◆ PROBLEM
Write out the data again in full, exactly as it reads.

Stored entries
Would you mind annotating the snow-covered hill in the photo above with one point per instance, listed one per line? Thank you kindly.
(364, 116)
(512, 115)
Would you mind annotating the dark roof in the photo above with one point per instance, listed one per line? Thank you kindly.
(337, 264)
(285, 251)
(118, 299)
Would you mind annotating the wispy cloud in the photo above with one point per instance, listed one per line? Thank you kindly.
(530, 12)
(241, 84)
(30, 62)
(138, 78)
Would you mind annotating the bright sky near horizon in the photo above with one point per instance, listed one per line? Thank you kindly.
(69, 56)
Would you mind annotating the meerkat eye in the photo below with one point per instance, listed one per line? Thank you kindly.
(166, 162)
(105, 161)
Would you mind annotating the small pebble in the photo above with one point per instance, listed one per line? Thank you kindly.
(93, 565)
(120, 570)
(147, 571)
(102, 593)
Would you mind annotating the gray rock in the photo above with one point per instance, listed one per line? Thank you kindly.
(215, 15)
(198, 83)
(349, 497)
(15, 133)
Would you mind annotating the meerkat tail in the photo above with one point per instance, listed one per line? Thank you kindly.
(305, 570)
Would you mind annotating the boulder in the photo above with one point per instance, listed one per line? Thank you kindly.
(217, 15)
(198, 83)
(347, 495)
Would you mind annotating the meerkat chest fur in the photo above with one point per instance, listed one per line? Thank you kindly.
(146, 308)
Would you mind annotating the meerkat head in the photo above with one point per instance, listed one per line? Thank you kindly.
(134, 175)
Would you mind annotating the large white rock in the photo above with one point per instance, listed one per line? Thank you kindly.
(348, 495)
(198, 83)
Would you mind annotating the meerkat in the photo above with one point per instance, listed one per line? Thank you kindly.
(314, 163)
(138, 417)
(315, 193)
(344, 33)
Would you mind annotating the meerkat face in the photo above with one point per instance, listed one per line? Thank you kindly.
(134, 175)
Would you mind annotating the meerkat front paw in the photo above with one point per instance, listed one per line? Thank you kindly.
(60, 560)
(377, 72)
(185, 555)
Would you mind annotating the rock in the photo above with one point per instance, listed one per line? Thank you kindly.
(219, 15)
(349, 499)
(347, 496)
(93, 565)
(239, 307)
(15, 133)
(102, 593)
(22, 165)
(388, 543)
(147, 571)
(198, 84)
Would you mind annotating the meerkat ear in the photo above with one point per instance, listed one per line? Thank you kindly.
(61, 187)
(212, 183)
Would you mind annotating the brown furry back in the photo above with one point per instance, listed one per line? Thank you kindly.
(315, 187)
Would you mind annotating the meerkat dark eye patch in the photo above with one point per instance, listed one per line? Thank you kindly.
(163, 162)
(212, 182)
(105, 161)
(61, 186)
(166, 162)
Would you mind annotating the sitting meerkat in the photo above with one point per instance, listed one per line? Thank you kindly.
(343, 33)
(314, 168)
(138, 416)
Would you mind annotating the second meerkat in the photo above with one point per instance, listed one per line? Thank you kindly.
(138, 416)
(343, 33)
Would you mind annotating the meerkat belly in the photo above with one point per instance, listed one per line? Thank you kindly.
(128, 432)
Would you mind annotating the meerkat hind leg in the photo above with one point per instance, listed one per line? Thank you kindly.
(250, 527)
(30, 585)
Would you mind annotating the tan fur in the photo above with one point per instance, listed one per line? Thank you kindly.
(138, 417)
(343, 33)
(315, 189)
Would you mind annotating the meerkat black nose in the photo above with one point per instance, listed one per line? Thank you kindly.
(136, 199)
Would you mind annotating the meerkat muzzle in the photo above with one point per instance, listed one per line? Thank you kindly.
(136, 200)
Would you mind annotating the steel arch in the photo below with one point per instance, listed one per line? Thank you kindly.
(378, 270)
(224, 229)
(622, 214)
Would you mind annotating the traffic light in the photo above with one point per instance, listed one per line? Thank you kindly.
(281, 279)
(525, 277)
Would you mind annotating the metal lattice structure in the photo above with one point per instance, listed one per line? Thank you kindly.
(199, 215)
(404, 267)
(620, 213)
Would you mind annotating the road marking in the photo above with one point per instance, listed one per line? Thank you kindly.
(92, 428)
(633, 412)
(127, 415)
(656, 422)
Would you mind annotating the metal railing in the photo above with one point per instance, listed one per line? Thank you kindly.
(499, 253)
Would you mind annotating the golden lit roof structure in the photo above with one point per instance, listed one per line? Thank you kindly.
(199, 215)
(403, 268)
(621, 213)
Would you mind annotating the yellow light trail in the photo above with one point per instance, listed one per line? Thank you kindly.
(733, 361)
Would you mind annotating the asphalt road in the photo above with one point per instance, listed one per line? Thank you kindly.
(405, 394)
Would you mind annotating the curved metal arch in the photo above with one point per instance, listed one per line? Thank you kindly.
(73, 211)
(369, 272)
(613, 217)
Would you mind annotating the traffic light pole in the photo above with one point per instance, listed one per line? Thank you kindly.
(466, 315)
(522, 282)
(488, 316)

◆ ANSWER TO THIS TASK
Would you mind annotating the snow-covered hill in the photo above with one point per instance, listed one per line? Thank you kindly.
(364, 116)
(512, 115)
Would you mind annotating the dark roof in the photo above with one point per instance, listed one per line? Thank you kindly.
(337, 264)
(285, 251)
(118, 299)
Would you mind annotating the wispy cloud in the photo above with one point per instance, listed one per line? Thank you kindly.
(530, 12)
(241, 84)
(30, 62)
(138, 78)
Would you mind annotating the bright sky near horizon in the photo above with one point per instance, listed one per line? Thank you kindly.
(69, 56)
Would you mind annotating the meerkat eye in the photo below with one point per instance, listed one per line? Thank you kindly.
(166, 162)
(105, 161)
Would you mind annotating the small pebble in the photo above with one point per instance, listed one per line? Thank you kindly.
(93, 565)
(120, 570)
(147, 571)
(102, 593)
Would you mind annotating the gray rock in the photo above with one point per instance, listed one per line? Thank you kindly.
(215, 15)
(198, 83)
(349, 497)
(15, 133)
Would you mind annotating the meerkat tail in the photo above with one point per instance, listed one per line? Thank you kindly.
(305, 570)
Would you mind annotating the boulder in the photo above with one point per instance, listed one per line? Thank you kindly.
(217, 15)
(198, 83)
(347, 495)
Would you mind annotating the meerkat chest fur in the photo above with one point per instance, listed one per line? Thank you kindly.
(146, 308)
Would you mind annotating the meerkat head in the photo above with one point per instance, listed one per line? Thank you kindly.
(134, 175)
Would you mind annotating the large white rock in the photo above with one point per instance, listed one per line? Thank you kindly.
(348, 495)
(198, 83)
Would you mind annotating the meerkat in the photo above with one point per instance, listed one per line? Thank you kindly.
(314, 163)
(138, 417)
(315, 193)
(344, 33)
Would you mind annotating the meerkat face in the photo above with one point per instance, listed one per line? Thank you kindly.
(134, 175)
Would you mind annotating the meerkat front paw in the photo above with one point per instance, listed one per line? Thank you kindly.
(60, 560)
(377, 72)
(185, 555)
Would you mind annotating the rock in the photo above with one point per instance, listed one per line? Thank you kindly.
(219, 15)
(349, 499)
(347, 496)
(93, 565)
(239, 307)
(15, 133)
(102, 593)
(22, 165)
(388, 543)
(147, 571)
(198, 84)
Would you mind annotating the meerkat ear in the photo above with one point per instance, listed one per line? Thank you kindly.
(61, 187)
(212, 183)
Would you mind annotating the brown furry back in the photo above with one point per instance, listed one per line? Thank you kindly.
(315, 187)
Would you mind annotating the meerkat dark eye patch in the photo above with one point per instance, listed one per line? Thank you kindly.
(163, 162)
(212, 182)
(105, 161)
(61, 186)
(166, 162)
Would you mind annotating the sitting meerkat in the photo above with one point per instance, listed one per line? Thank you kindly.
(343, 33)
(314, 168)
(138, 416)
Would you mind annotating the second meerkat in the photo above with one point per instance, listed one per line? Thank you kindly.
(138, 416)
(343, 33)
Would you mind annotating the meerkat belly in the photo above with one point per instance, listed one per line? Thank you kindly.
(128, 432)
Would you mind annotating the meerkat hind leg in the photo above with one point per instance, listed one per line? Thank you kindly.
(250, 527)
(30, 585)
Would you mind annotating the tan fur in the photo above with one point per instance, listed one per line? Thank you kindly.
(138, 417)
(343, 33)
(315, 189)
Would you mind annotating the meerkat black nose in the photo above with one point per instance, listed one per line? Thank you kindly.
(136, 199)
Would you mind annotating the meerkat muzzle in the photo above with one point per instance, listed one per line? Thank you kindly.
(136, 200)
Would you mind annotating the steel arch in the photo below with one point per instance, listed one per line? Thank you kindly.
(378, 270)
(224, 229)
(622, 214)
Would you mind annotating the traffic light in the photo above with one point per instance, listed one per line? Thank you kindly.
(281, 279)
(525, 277)
Would you mind annotating the metal lattice structure in the photo above with one point per instance, listed one per line? Thank you kindly.
(199, 215)
(404, 267)
(620, 213)
Would you mind annotating the road marking in the photo above with one point per instance, listed one per line? Thank you kindly.
(92, 428)
(633, 412)
(127, 415)
(656, 422)
Would you mind annotating the metal railing in the photo above with one point per instance, listed one per line? Thank you kindly.
(499, 253)
Would you mind annotating the golden lit roof structure in the photo above with one point per instance, listed one per line? Thank you kindly.
(199, 215)
(403, 268)
(621, 213)
Would you mind annotating the yellow light trail in the photo above with one point per instance, listed one per line? Thank you kindly.
(733, 361)
Would you mind annotating the asphalt road in the photo above with one point per instance, listed one per line? Thank you kindly.
(405, 394)
Would you mind annotating the curved metal arch in the photo above with one point per instance, listed one per line? Thank you kindly.
(73, 211)
(369, 272)
(613, 217)
Would you mind annotating the traffic light pole in the photo above with one point per instance, listed one per line? Thank you kindly.
(466, 315)
(522, 282)
(488, 316)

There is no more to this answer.